Can you write out all of this data again, changing "even-odd rule" to "nonzero winding rule" wherever it appears and keeping everything else the same? Leave the pictures out.
<<<<
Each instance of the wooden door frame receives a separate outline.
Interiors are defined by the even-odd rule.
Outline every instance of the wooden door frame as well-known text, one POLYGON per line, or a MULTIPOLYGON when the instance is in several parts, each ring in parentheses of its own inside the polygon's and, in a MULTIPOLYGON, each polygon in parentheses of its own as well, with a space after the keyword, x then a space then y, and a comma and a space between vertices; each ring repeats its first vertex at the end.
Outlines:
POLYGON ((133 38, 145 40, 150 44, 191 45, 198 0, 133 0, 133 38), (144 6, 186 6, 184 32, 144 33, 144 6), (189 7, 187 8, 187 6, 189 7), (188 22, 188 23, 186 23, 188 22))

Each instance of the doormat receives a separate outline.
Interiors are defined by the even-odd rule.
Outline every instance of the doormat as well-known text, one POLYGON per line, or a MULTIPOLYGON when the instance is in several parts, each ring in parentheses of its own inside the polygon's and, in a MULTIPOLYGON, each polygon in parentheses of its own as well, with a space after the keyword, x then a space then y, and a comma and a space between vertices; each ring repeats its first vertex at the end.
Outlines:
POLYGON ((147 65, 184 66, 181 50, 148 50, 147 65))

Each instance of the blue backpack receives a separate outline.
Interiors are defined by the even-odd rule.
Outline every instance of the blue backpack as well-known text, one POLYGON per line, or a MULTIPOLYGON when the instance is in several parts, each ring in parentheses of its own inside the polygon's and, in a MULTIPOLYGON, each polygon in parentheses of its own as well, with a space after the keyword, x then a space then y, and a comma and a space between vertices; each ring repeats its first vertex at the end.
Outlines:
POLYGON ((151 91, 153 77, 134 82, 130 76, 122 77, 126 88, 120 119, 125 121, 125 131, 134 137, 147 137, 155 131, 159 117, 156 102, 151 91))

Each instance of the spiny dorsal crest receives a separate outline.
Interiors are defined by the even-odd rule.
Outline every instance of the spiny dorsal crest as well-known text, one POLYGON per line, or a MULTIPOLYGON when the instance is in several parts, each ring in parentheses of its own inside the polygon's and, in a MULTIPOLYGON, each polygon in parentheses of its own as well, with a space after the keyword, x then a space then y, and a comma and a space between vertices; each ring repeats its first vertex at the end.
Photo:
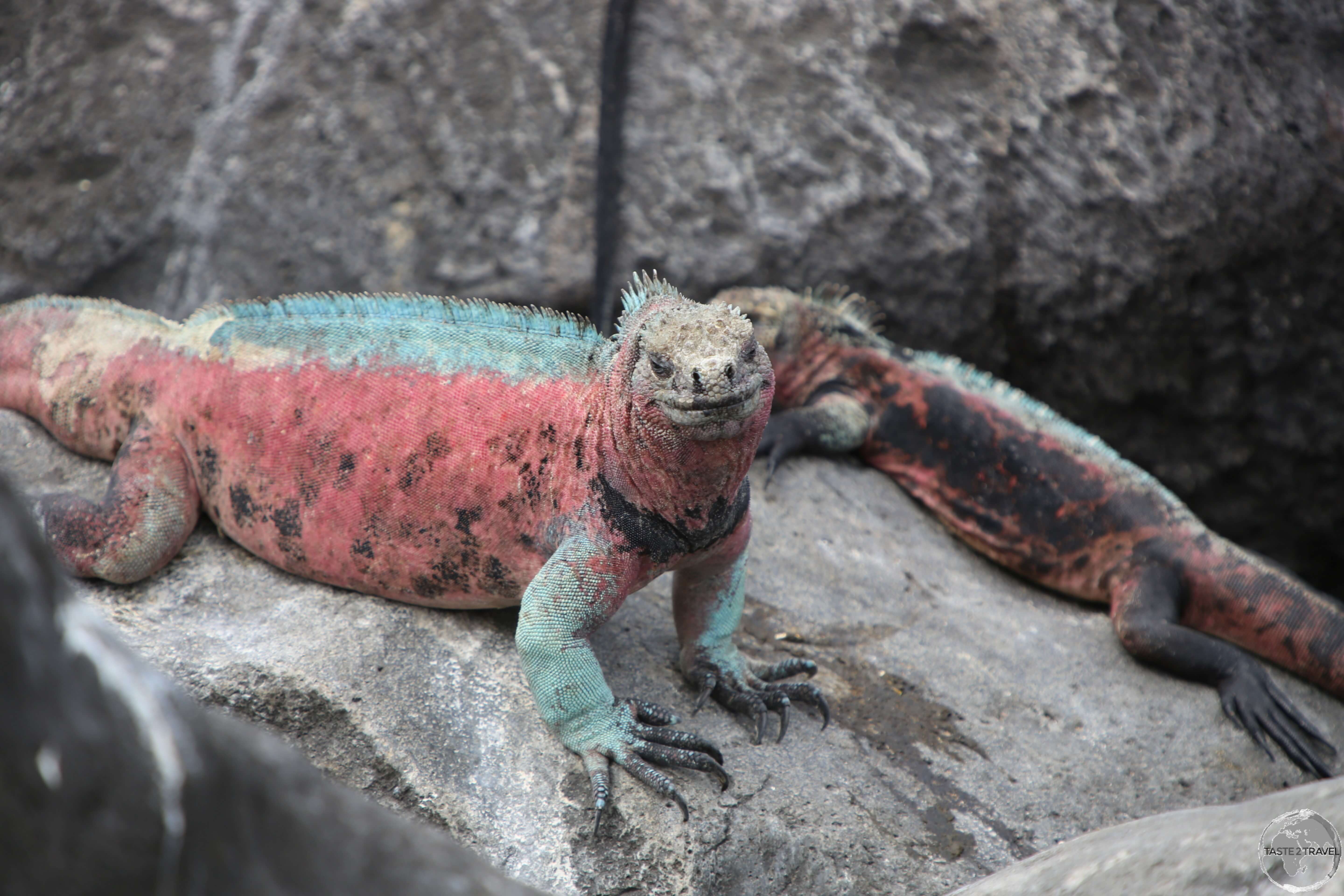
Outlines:
POLYGON ((422 296, 419 293, 298 293, 207 305, 190 322, 216 317, 367 317, 429 320, 445 324, 516 329, 599 343, 585 317, 536 305, 504 305, 487 298, 422 296))
POLYGON ((684 298, 676 286, 659 277, 657 270, 630 274, 630 283, 621 290, 621 317, 616 321, 616 332, 625 328, 630 317, 655 298, 684 298))
MULTIPOLYGON (((638 312, 641 308, 644 308, 656 298, 672 298, 684 302, 691 301, 685 296, 683 296, 676 286, 660 278, 656 270, 653 271, 652 275, 646 271, 640 271, 638 274, 632 274, 630 277, 632 279, 629 287, 621 290, 622 312, 621 312, 621 318, 616 321, 616 332, 618 334, 625 330, 625 325, 633 318, 636 312, 638 312)), ((734 316, 741 317, 745 321, 749 321, 747 316, 742 313, 741 308, 735 305, 728 305, 727 309, 734 316)))
POLYGON ((816 308, 821 324, 832 336, 848 337, 855 344, 880 340, 882 310, 859 293, 839 283, 805 289, 802 300, 816 308))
>>>>
• RESPONSE:
Each instance of the wooden door frame receives a separate outline.
Interiors are defined by the nonzero winding rule.
Outline every instance of the wooden door frame as well-known text, one POLYGON per line, or a MULTIPOLYGON when the instance is in several parts, each ring in parentheses of its own inside the polygon's and, in a MULTIPOLYGON, each polygon in parentheses of its own as well, with a space after the keyword, x then a space then y, and a comma and a space between vertices; each ring repeats its first vertex at the end.
Outlines:
POLYGON ((133 38, 145 40, 150 44, 191 45, 198 0, 133 0, 133 38), (144 6, 186 6, 184 32, 144 33, 144 6), (189 7, 187 8, 187 6, 189 7), (188 22, 188 23, 186 23, 188 22))

Each instance of the doormat receives a separate outline.
Interiors are defined by the nonzero winding rule.
Outline every instance of the doormat as well-known text, one POLYGON per line, or a MULTIPOLYGON when the instance is in several parts, each ring in parentheses of its own inside the polygon's and, in a MULTIPOLYGON, each polygon in parentheses of its own as well, with a space after the keyword, x then a space then y, and a comma and a space between vertices; each ring repeats its first vertex at the end.
Outlines:
POLYGON ((147 65, 184 66, 181 50, 148 50, 147 65))

Each instance of the blue backpack receives a separate outline.
Interiors are defined by the nonzero winding rule.
Outline every instance of the blue backpack as well-known text, one POLYGON per line, or a MULTIPOLYGON when the instance is in several parts, each ring in parentheses of its own inside the polygon's and, in a MULTIPOLYGON, each polygon in parentheses of its own as well, with a space after the keyword, x then a space then y, and a comma and a space between vertices; each ring repeats its first vertex at the end.
Outlines:
POLYGON ((151 91, 153 77, 134 82, 130 76, 122 77, 126 88, 120 119, 125 121, 125 131, 134 137, 147 137, 155 131, 159 117, 156 102, 151 91))

Each instance of the spiny dorsal crest receives a separate outline.
Interiors are defined by the nonzero winding rule.
Outline every instance of the spiny dorsal crest as well-known text, one POLYGON per line, or a MULTIPOLYGON when the instance is in several parts, each ring in parentheses of its own inside the polygon's and, in a MULTIPOLYGON, each polygon in parentheses of its own as well, with a space after the keyword, x then a space then y, and a comma and a space between vertices; each ring repeats its first vertex at the end.
Photo:
Outlines:
POLYGON ((422 296, 419 293, 298 293, 207 305, 190 322, 216 317, 367 317, 429 320, 445 324, 516 329, 599 343, 585 317, 536 305, 504 305, 487 298, 422 296))
POLYGON ((684 298, 676 286, 659 277, 657 270, 630 274, 630 283, 621 290, 621 317, 616 321, 616 332, 625 328, 630 317, 655 298, 684 298))
MULTIPOLYGON (((638 312, 641 308, 644 308, 656 298, 672 298, 684 302, 691 301, 685 296, 683 296, 676 286, 660 278, 656 270, 653 271, 652 275, 646 271, 640 271, 638 274, 632 274, 630 277, 632 279, 629 287, 621 290, 622 312, 621 312, 621 318, 616 321, 616 332, 618 334, 625 330, 625 325, 633 318, 636 312, 638 312)), ((734 316, 741 317, 745 321, 749 321, 747 316, 742 313, 741 308, 735 305, 728 305, 727 309, 734 316)))
POLYGON ((816 308, 821 324, 832 336, 848 337, 855 344, 880 340, 882 310, 859 293, 839 283, 805 289, 802 300, 816 308))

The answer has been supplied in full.